[Stored data entries]
..........
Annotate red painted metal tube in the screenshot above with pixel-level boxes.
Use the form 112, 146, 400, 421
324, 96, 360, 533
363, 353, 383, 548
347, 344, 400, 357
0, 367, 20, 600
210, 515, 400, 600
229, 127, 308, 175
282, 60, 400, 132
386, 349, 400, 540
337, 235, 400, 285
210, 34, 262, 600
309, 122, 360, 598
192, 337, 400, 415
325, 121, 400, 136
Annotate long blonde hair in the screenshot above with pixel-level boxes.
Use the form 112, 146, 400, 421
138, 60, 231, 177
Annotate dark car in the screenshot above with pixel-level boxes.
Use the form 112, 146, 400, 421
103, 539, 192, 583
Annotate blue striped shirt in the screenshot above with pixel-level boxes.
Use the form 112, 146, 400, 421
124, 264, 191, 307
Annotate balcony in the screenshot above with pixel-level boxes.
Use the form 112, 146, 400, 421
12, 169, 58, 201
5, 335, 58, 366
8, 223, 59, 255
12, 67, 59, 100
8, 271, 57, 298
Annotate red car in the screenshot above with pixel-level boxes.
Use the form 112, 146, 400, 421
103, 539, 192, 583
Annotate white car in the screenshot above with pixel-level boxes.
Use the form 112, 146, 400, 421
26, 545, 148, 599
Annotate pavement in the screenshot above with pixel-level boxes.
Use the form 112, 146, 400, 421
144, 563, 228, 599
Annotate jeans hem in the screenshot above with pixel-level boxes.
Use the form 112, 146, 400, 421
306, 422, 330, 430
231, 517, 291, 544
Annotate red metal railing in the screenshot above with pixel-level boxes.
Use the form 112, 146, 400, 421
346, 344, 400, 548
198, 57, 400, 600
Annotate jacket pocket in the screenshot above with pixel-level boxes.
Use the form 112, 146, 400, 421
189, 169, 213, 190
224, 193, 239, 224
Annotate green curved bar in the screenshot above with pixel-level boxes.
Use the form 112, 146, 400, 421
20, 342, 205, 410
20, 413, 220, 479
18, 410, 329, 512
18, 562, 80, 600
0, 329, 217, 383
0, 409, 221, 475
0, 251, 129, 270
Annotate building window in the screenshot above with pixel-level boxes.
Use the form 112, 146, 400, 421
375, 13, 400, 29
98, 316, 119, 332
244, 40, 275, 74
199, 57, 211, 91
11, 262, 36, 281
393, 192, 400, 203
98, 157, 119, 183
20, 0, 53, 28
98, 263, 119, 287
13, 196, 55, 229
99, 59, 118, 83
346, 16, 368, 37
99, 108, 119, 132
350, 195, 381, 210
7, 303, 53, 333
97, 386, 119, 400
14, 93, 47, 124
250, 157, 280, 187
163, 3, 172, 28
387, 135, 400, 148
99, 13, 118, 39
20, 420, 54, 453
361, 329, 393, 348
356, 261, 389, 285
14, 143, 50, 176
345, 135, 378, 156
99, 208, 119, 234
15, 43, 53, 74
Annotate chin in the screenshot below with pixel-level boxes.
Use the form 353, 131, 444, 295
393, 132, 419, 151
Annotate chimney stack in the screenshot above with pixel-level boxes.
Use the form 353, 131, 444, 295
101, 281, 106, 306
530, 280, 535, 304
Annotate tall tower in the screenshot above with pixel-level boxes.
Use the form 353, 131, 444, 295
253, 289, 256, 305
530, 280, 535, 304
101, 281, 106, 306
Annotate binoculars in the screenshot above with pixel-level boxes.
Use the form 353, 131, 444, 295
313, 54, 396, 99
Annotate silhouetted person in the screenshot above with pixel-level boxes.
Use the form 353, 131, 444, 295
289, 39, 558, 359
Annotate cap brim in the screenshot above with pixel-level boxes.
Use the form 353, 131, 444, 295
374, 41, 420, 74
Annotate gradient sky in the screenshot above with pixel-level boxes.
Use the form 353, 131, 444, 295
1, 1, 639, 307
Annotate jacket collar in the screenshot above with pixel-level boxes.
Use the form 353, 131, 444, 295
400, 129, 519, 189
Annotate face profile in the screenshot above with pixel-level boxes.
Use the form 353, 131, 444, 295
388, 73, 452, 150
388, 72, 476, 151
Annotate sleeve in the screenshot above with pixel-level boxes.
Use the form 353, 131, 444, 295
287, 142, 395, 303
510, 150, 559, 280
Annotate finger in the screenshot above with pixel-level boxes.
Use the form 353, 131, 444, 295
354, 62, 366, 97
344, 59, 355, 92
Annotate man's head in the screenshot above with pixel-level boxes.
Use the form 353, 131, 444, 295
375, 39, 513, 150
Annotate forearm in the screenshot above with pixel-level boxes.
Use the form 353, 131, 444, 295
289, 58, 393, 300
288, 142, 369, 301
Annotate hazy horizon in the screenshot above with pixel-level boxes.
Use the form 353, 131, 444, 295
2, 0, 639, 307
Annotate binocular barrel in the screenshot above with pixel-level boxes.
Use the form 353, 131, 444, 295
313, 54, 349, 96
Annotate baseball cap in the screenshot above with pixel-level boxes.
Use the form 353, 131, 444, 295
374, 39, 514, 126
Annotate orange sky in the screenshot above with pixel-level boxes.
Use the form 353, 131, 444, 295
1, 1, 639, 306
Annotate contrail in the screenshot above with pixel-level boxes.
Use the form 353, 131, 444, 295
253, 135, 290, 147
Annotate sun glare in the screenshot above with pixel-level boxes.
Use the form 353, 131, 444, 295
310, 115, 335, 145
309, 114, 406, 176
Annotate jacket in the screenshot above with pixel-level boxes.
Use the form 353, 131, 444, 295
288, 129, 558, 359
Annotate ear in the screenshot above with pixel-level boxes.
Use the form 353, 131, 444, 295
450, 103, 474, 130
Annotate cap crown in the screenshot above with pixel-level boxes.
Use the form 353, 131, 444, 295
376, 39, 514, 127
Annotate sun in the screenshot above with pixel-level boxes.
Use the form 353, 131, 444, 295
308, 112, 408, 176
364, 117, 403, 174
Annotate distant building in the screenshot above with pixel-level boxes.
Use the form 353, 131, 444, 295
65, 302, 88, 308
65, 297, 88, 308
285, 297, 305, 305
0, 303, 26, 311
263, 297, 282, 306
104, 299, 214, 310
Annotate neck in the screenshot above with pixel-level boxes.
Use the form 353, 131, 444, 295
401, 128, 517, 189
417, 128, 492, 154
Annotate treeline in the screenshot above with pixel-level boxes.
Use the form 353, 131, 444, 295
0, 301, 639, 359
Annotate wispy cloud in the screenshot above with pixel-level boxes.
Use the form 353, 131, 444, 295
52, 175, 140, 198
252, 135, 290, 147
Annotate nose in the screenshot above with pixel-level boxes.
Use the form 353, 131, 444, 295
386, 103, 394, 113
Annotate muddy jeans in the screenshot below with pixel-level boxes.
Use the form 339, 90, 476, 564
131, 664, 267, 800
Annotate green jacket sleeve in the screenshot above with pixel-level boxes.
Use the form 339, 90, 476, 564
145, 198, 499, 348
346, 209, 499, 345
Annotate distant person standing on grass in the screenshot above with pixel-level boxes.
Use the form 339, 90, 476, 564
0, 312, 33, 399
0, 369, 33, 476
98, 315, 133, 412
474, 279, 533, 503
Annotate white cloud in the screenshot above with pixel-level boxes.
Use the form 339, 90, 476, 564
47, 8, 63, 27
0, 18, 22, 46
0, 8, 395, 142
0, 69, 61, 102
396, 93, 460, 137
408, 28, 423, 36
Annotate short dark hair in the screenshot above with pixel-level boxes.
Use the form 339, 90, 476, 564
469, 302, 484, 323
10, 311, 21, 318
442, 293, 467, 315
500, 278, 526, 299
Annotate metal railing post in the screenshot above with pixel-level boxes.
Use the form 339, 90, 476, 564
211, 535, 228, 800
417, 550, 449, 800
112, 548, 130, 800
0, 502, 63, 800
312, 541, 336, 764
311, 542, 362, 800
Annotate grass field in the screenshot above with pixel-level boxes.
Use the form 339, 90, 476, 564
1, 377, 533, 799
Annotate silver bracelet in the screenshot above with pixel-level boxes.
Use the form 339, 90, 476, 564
..........
The required output is the exact run of lines from the beginning of the records to the line with "Annotate building window", that line included.

Result of this exercise
Annotate red painted metal tube in the screenshot above with pixel-level boxes.
Use the form 112, 146, 400, 421
324, 96, 360, 533
363, 353, 383, 548
347, 344, 400, 357
0, 367, 20, 600
210, 515, 400, 600
229, 127, 308, 175
282, 60, 400, 132
386, 349, 400, 540
337, 235, 400, 285
210, 34, 262, 600
309, 122, 360, 598
192, 337, 400, 415
325, 121, 400, 136
Annotate long blonde hair in the screenshot above with pixel-level boxes.
Use the form 112, 146, 400, 421
138, 60, 231, 177
Annotate dark car in the screenshot above with pixel-level boxes.
Use the form 112, 146, 400, 421
103, 539, 192, 583
Annotate blue striped shirt in the screenshot above with pixel-level boxes.
Use the form 112, 146, 400, 421
124, 264, 191, 307
Annotate balcony in the screenshot above with pixel-level boxes.
Use the form 112, 146, 400, 421
12, 169, 58, 201
5, 335, 58, 366
8, 223, 59, 255
12, 67, 59, 100
8, 271, 57, 298
Annotate red car in the screenshot above with pixel-level boxes.
Use the form 112, 146, 400, 421
103, 539, 192, 583
Annotate white car in the screenshot above with pixel-level boxes.
Use the form 112, 146, 400, 421
26, 545, 148, 599
Annotate pavement in the screenshot above with pixel-level boxes.
Use the form 112, 146, 400, 421
144, 563, 228, 599
Annotate jeans hem in the screenshot above with pixel-level boxes.
Use the form 112, 146, 400, 421
306, 422, 330, 430
231, 517, 291, 544
Annotate red metal railing in the screenshot above with pixel-level boxes.
Use the form 112, 146, 400, 421
346, 344, 400, 548
198, 57, 400, 600
Annotate jacket pocket in the screenshot above with pixel-level boxes.
Use the form 112, 146, 400, 421
189, 169, 213, 190
224, 193, 239, 224
Annotate green curved bar in the screenshot above with pixel-level boxes.
Use the form 112, 146, 400, 421
20, 342, 205, 410
20, 413, 220, 479
18, 410, 329, 512
18, 562, 80, 600
0, 329, 217, 383
0, 409, 221, 475
0, 251, 129, 270
Annotate building window in the screenshot above with pixel-level boxes.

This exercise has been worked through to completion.